= Aufgabe 1 =
Gib aus den Einträgen den Abschnitt Zeile für Zeile unverändert wieder, der mit der Zeile beginnt, die „Place one point on every instance of the vertical“ enthält, und mit der Zeile endet, die „408), (980, 410)]“ enthält.

────────────────

Anna Neata, Packerl: Die umgekehrten Süßkartoffelpommes unter den Romanen
Wie ich jetzt auf Pommes komme? Gut, berechtigte Frage.
Hear me out: Ich finde ungefähr das erste Drittel von so einer Portion Süßkartoffelpommes immer richtig gut. Und dann kommt irgendwann der Punkt, wo ich keine einzige mehr runterbringe und es mir zu viel ist von allem – zu süß, zu intensiv.
Genau umgekehrt war es mit Packerl.
Das Buch und ich, wir hatten einen etwas holprigen Start. Aber dann! Dann war ich am Ende fast ein bisschen traurig, als es vorbei war. Wie bei einem guten Essen halt.

Inhaltsverzeichnis
Worum geht's?
Das sagt der Klappen- bzw. Werbetext:
Elli, 1928 geboren, wird inmitten des Zweiten Weltkrieges Zeugin einer illegalen Abtreibung. Eine verstörende, prägende Erfahrung. Ebenso verliebt wie naiv, stürzt sie sich Anfang der Fünfzigerjahren in die Ehe mit Alexander, von der schon nach kurzer Zeit wenig mehr als die gemeinsame Tochter Alexandra übrigbleibt […]. Alexandra rettet sich in den Siebzigerjahren aus einer unglücklichen Beziehung, als sie sich gegen ein Kind entscheidet. Ihr zeitlebens bester Freund Hannes ist einer der wenigen, der ihr zur Seite steht und später zu ihrer vielleicht letzten Liebe wird. Dabei ist Alexandras zweite Ehe […] zumindest vordergründig glücklicher, Tochter Eva wird 1986 geboren. Hannes‘ Sohn Konrad und Eva werden sich, wie schon ihre Eltern, immer nah sein, auch als Eva Anfang der 2000er nach einem Schwangerschaftsabbruch in Depressionen versinkt. Eva ist die erste der drei, die […] sich den biographischen Gemeinsamkeiten in ihrer Familie stellt.
Werbetext zu „Packerl“ (Ullstein Verlag)
Ehrlich gesagt: Ich war bei der Zusammenfassung zuerst skeptisch. Es klang mir schon sehr nach „Schwangerschaftsabbruch als schlimmstmögliches Szenario“. Haben wir von diesem Framing nicht langsam genug, war mein allererster Gedanke.
Nun ja. Don’t judge a book by its Klappentext. Der kann nämlich hier und da auch komplett am Inhalt vorbeigehen.
Ich habe also einfach mal angefangen zu lesen und festgestellt: Okay, wird ein bisschen dauern, bis ich bei dem Erzählstil durchsteige. (Fairerweise: So geht es mir mit Generationengeschichten oft.) Ich kann gar nicht genau sagen, wann und warum, aber: Auf einmal hat es dann doch klick gemacht – ab da habe ich das Buch inhaliert.
Es passiert wenig. Und es passiert alles.
Ist auf der Ereignisebene so superviel los? Nein, gar nicht unbedingt. Aber trotzdem nimmt die Geschichte ein rasantes Tempo auf, sobald man mal drin ist – eben, weil nicht prätentiös herumgeschwafelt, sondern einfach kompromisslos erzählt wird. Dieser Stil kommt mir übrigens besonders oft bei österreichischen Autorinnen unter, und ich liebe sie dafür.

────────────────

= Aufgabe 2 =
Fasse die Buchbesprechung in zwei Sätzen zusammen.

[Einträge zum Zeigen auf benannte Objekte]
────────────────

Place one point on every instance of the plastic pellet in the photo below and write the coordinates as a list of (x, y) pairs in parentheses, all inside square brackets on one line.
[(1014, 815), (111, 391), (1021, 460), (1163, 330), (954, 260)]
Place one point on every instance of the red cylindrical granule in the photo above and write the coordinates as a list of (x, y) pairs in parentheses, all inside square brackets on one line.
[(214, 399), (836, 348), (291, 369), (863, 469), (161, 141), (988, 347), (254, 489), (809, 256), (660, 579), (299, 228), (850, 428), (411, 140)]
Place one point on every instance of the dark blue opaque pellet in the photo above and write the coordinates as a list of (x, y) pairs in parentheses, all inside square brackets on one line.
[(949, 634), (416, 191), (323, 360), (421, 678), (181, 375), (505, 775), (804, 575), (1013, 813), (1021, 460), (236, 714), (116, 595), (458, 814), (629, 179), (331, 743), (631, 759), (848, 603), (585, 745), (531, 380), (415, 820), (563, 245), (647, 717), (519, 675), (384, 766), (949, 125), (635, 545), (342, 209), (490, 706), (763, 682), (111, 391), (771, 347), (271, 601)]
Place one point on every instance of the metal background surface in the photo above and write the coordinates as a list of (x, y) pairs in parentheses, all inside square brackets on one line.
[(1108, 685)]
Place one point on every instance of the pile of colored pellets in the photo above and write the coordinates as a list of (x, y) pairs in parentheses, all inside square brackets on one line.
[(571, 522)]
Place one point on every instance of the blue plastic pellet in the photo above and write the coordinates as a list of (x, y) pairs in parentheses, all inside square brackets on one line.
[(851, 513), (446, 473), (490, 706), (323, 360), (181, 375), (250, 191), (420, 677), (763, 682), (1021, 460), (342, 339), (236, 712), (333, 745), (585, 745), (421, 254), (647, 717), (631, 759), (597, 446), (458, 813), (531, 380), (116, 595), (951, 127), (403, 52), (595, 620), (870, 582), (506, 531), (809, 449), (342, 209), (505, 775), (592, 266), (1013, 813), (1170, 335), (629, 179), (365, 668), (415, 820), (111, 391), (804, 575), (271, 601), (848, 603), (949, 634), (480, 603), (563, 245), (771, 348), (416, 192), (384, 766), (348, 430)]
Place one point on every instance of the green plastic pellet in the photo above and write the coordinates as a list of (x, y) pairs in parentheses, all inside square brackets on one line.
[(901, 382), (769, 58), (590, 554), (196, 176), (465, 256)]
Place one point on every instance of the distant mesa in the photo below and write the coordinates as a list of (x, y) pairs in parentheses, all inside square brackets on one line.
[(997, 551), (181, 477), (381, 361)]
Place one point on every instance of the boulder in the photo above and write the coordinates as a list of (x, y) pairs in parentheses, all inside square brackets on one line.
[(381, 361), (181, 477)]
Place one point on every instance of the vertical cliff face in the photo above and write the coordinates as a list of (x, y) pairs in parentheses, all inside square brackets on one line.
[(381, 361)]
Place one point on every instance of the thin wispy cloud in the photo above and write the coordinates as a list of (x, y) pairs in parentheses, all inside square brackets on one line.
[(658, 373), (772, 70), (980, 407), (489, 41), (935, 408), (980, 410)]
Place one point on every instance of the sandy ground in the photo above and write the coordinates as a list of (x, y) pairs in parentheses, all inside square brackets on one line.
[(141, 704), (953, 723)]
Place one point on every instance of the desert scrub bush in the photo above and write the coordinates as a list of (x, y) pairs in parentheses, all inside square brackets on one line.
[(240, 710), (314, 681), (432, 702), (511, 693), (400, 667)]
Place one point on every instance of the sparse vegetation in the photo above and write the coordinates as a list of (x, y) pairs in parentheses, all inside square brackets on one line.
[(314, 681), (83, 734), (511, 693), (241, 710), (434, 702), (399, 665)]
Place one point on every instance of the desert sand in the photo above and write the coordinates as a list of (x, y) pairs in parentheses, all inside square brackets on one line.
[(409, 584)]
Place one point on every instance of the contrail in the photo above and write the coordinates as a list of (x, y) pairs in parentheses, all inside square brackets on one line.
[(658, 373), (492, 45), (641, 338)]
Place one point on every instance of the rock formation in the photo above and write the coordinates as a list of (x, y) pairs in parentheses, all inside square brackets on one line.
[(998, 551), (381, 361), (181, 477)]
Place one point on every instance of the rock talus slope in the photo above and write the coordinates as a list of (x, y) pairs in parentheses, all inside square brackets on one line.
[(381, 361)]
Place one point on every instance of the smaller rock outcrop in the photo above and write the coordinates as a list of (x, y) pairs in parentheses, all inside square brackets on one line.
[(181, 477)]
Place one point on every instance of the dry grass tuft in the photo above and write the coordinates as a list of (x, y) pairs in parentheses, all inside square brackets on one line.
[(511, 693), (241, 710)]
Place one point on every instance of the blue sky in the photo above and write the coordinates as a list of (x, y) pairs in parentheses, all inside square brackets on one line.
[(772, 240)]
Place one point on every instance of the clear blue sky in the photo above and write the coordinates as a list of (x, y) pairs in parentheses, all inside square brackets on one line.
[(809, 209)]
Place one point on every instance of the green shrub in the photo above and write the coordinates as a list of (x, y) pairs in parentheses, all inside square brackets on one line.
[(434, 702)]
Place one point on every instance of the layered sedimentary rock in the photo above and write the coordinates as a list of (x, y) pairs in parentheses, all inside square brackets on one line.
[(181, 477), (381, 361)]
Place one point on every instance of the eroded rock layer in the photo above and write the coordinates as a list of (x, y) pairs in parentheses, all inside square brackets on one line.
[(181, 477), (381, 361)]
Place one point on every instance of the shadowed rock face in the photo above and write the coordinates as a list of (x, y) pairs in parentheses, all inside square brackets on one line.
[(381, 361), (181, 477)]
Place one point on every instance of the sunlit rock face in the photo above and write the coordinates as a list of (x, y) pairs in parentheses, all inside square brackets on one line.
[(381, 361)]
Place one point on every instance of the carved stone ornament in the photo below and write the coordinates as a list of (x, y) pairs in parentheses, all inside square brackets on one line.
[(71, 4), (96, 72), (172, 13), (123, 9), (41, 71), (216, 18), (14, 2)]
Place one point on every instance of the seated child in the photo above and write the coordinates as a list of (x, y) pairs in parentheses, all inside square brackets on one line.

────────────────

= Lösung 1 =
Place one point on every instance of the vertical cliff face in the photo above and write the coordinates as a list of (x, y) pairs in parentheses, all inside square brackets on one line.
[(381, 361)]
Place one point on every instance of the thin wispy cloud in the photo above and write the coordinates as a list of (x, y) pairs in parentheses, all inside square brackets on one line.
[(658, 373), (772, 70), (980, 407), (489, 41), (935, 408), (980, 410)]

= Lösung 2 =
Die Buchbesprechung zu Anna Neatas Roman „Packerl“, der von Elli, ihrer Tochter Alexandra und ihrer Enkelin Eva erzählt, schildert zunächst Skepsis gegenüber dem Klappentext und einen holprigen Einstieg in den Erzählstil. Dann macht es jedoch klick, und obwohl auf der Ereignisebene wenig passiert, entwickelt die kompromisslos erzählte Geschichte ein rasantes Tempo, sodass am Ende fast Traurigkeit darüber bleibt, dass das Buch vorbei ist.